REQUIRED ACTION
Copy all lines holding the word "locate" from the entries.

RAW DATA
-*-*-

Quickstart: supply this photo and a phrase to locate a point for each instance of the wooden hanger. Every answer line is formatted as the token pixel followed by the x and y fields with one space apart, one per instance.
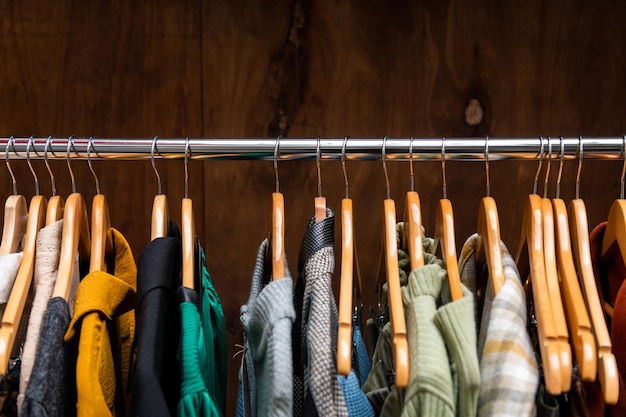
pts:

-*-*-

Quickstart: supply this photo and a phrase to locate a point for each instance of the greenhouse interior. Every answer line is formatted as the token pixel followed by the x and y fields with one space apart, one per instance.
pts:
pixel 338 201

-*-*-

OUTPUT OF THE TASK
Quickstart: supply this photo and a phrase to locate a point for each instance of the wooden hanger. Every answer line is formatted as the token pixel followed by the x and y fields with one space apart, one per instance.
Quickstart: supply this photo and a phrase to locate a point for each instance of the greenhouse interior. Every answer line is formatted as the token pixel followed by the x and y fields with one space apart, one per instance.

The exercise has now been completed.